This volume of Romantic Circles Praxis Series includes an editor's introduction by Charles Rzepka, essays by Peter G. Buckley, Jeffrey N. Cox, Jerrold E. Hogle, Robert Hoskins, Debbie Lee, and Charles Rzepka.

This Praxis volume began as two modern stagings of the 19th century play Obi; or Three-Finger'd Jack. The first staging was at the Playwright's Theater in Boston, on July 18, 2000. It included, besides staged portions of the play, papers read by Charles Rzepka, Peter Buckley, Jeffrey Cox and Debbie Lee. These papers formed the backbone of this Praxis volume. The second production was at Arizona State University, at the year 2000 Conference of the North American Society for the Study of Romanticism (NASSR). It included the papers mentioned above and also the essay by Robert Hoskins included in this volume. Video excerpts of the Boston production are included as well, linked to plain text versions of the Obi melodrama and Obi pantomime. A scholarly edition of the Obi pantomime is forthcoming from Romantic Circles, edited by Jeffrey N. Cox.

◆ **Exercise prompt**:
Repeat the passage about the Obi Praxis volume word for word, from "This Praxis volume began" to "Jeffrey N. Cox.".

◆ **Material provided**:

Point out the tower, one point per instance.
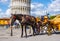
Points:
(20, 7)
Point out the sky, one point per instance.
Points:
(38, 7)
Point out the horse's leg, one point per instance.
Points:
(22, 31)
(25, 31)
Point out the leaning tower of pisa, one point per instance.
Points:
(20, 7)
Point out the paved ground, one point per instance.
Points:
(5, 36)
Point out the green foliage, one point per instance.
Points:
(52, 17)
==
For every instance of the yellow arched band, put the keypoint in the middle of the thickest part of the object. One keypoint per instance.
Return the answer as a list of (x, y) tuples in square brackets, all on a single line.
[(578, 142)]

◆ **Correct response**:
This Praxis volume began as two modern stagings of the 19th century play Obi; or Three-Finger'd Jack. The first staging was at the Playwright's Theater in Boston, on July 18, 2000. It included, besides staged portions of the play, papers read by Charles Rzepka, Peter Buckley, Jeffrey Cox and Debbie Lee. These papers formed the backbone of this Praxis volume. The second production was at Arizona State University, at the year 2000 Conference of the North American Society for the Study of Romanticism (NASSR). It included the papers mentioned above and also the essay by Robert Hoskins included in this volume. Video excerpts of the Boston production are included as well, linked to plain text versions of the Obi melodrama and Obi pantomime. A scholarly edition of the Obi pantomime is forthcoming from Romantic Circles, edited by Jeffrey N. Cox.